• **WHAT IS REQUIRED**
An exact copy of every entry is needed, with no images.
==*==
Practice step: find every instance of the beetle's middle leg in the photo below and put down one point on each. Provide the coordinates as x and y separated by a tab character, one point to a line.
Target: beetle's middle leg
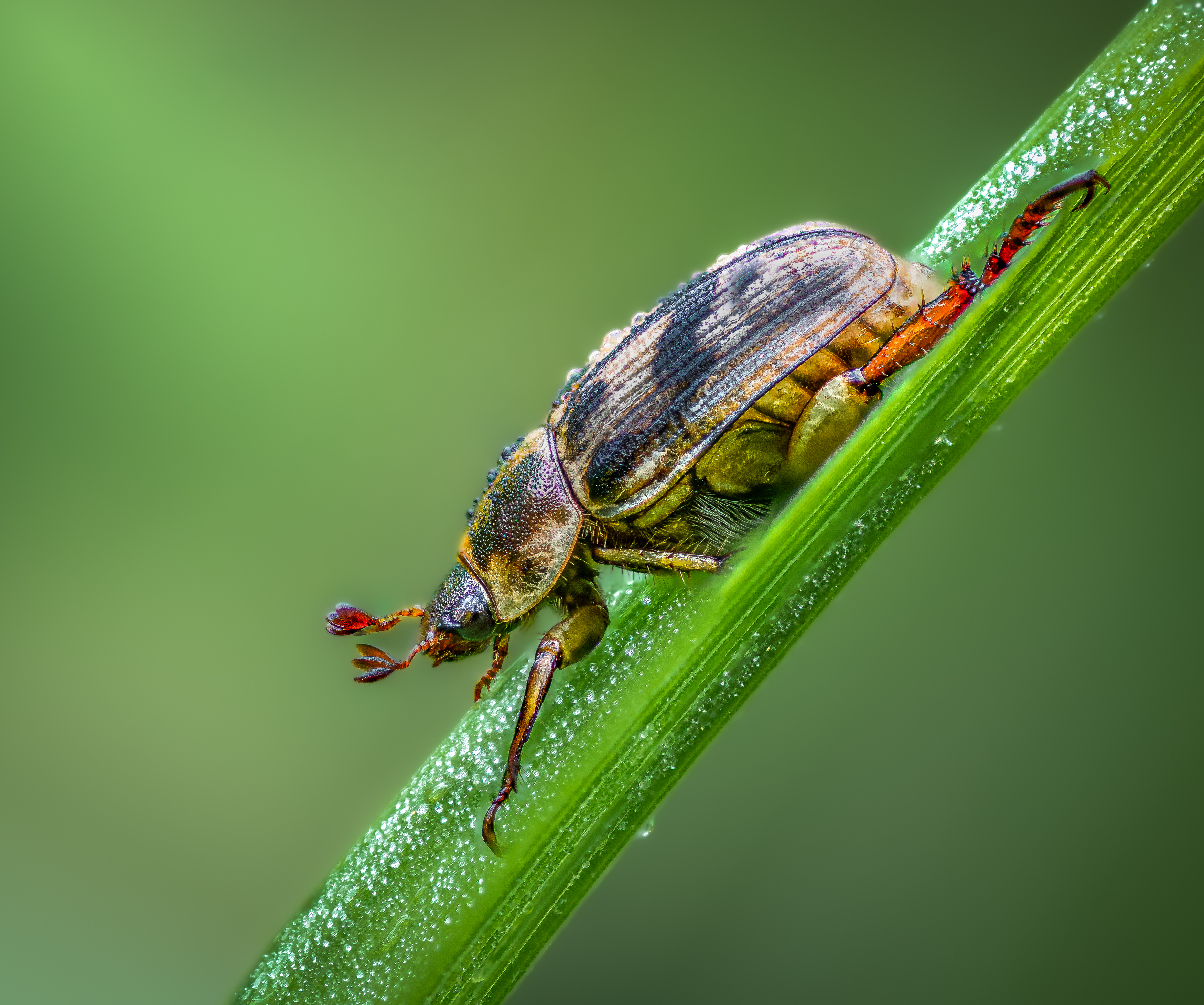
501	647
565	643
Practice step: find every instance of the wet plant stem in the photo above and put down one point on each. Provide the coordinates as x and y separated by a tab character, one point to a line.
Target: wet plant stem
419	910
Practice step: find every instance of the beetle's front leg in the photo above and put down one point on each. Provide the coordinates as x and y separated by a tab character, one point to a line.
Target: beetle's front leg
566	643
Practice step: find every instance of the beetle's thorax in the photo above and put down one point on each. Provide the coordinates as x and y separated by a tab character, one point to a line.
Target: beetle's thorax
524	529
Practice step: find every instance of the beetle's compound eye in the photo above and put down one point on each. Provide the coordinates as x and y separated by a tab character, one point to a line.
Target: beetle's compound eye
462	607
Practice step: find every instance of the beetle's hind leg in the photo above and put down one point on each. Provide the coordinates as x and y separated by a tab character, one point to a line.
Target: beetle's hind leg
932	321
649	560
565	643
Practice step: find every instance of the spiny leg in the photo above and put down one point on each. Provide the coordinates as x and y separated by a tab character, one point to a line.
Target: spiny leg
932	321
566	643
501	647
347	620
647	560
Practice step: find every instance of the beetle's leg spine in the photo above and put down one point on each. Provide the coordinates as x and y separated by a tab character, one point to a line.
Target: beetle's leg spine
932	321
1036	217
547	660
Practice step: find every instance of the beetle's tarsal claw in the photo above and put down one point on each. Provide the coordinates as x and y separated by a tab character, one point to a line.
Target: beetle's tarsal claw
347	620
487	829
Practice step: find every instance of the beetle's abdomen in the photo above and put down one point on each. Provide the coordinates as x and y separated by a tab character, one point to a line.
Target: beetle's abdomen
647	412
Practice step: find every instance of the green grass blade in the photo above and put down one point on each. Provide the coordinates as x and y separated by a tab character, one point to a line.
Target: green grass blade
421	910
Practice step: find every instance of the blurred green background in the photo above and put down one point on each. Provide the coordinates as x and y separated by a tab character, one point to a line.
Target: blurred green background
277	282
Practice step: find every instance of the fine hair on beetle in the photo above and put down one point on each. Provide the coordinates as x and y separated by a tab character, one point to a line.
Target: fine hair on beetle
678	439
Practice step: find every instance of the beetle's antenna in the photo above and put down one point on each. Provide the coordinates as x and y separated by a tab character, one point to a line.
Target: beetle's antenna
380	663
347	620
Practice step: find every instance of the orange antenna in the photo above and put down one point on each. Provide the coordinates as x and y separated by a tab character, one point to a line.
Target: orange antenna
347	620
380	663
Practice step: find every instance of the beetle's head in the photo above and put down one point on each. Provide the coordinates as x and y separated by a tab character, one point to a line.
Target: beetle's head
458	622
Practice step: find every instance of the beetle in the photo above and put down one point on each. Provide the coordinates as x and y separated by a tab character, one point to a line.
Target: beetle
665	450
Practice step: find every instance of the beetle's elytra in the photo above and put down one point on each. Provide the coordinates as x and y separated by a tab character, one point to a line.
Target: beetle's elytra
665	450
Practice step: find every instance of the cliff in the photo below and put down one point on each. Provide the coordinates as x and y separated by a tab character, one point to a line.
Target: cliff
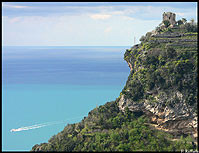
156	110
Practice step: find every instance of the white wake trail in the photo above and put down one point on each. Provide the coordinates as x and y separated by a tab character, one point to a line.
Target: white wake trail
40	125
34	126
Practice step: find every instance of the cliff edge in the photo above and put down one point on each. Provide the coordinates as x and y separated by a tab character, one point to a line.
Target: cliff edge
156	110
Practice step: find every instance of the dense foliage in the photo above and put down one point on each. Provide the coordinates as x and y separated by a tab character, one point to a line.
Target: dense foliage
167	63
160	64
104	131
==*==
• **SOLUTION FOR THIS EXERCISE**
Practice step: find every instance of the beetle's middle leg in the photo below and put down one point on each. Provide the coordinates as x and y separated by a tab character, one point to a line.
Target: beetle's middle leg
501	647
565	643
Practice step: find every instance of the wet plant stem in the photo above and put down one point on each. Provide the coordinates as x and y separated by a tab character, one point to a line.
Target: wet plant stem
419	910
Practice step: find every instance of the beetle's front leg in the photo above and put down one point on each. Provide the coordinates as x and y separated by a tab character, one point to a line.
Target: beetle's front leg
566	643
Practice step: find every instance of the beetle's thorax in the photo above and put down one point on each. Provide the coordinates as x and y separated by a tab character, one point to a line.
Target: beetle's thorax
524	529
Practice step: find every instance of the beetle's compound eye in the photo above and put down one point on each. Provide the coordinates as x and y separated by a tab character, one point to a line.
Target: beetle's compound eye
462	607
Practice step: find every instance of the beetle's hind leg in the photo above and put down one point on each. Provide the coordinates as x and y separated by a tab character, one point to a line.
Target: beetle's hind leg
932	321
649	560
565	643
Practice step: find every instance of the spiny leg in the photo above and put down one point on each. Provide the coordinates as x and y separated by a tab character, one point to a line.
Target: spiny leg
932	321
566	643
501	647
347	620
647	560
Practice step: find every instance of the beetle's leg spine in the photo above and put down one point on each. Provide the coordinates as x and y separated by a tab character, one point to a line.
Target: beetle's leg spine
932	321
1036	217
547	660
Practice step: find every instance of the beetle's tarsal claw in the photo above and put down one point on each. Provide the coordinates as x and y separated by a tab character, one point to a line.
Target: beetle's tarsal claw
347	620
487	829
Practice step: find every instance of the beetle's abdomen in the photo above and put down one point on each. Provide the coordinates as x and y separated by a tab character, one point to a line.
Target: beetle's abdomen
647	412
Practice step: find every instance of the green grass blade in the photo above and put down one point on each. Provide the coordinates as x and y separated by a tab character, one point to a line.
Target: green grass blade
421	910
Practice step: find every instance of the blurred green background in the photo above and put down one point on each. Provide the coordinates as x and y separated by a tab character, one point to a line.
Target: blurred green background
277	282
Practice step: find every instance of the fine hair on beetle in the photo above and put down one point on each. Provide the coordinates as x and y separated by a tab character, one point to a line.
Target: fine hair on beetle
678	439
Practice step: find every instance of the beetle's antenna in the photo above and put down one point on each. Provide the coordinates as x and y separated by a tab character, one point to a line.
Target: beetle's antenna
380	663
347	620
Practice step: find every instance of the orange antenna in the photo above and put down one point on each. Provide the coordinates as x and y separated by a tab character, one point to a line.
Target: orange antenna
347	620
380	663
Practice step: find every instance of the beetle's head in the photo above and put down one point on each. Provide the coordinates as x and y separated by a tab character, one point to a line.
Target: beetle's head
458	622
Practice step: find every instance of the beetle in the photo above and put down one point on each. Provide the coordinates as x and y separated by a tab character, one point to a line.
Target: beetle
665	450
Practice step: find every instance of the beetle's elytra in the photo above and put down one point on each. Provide the coordinates as x and y separated by a tab character, one point to a line.
Target: beetle's elytra
665	450
Practice step: find every instance of the cliff in the photo below and put down one point on each. Provide the coordinates as x and y separated by a tab character, one point to a line.
Target: cliff
156	110
Practice step: find every instance of the white wake trail in the photo above and put down one point on each. Provide the coordinates as x and y separated by a tab character, one point to a line.
Target: white wake trail
40	125
34	126
Practice step: find every instance of the cliff edge in the photo above and put down one point on each. Provide the coordinates as x and y separated by a tab character, one point to a line.
Target: cliff edge
156	110
Practice step: find every instance of the dense foliage in the photo above and put down one point on each. Provide the coordinates as x and y separated by a tab character, one point to a line.
Target: dense foliage
167	63
160	64
104	131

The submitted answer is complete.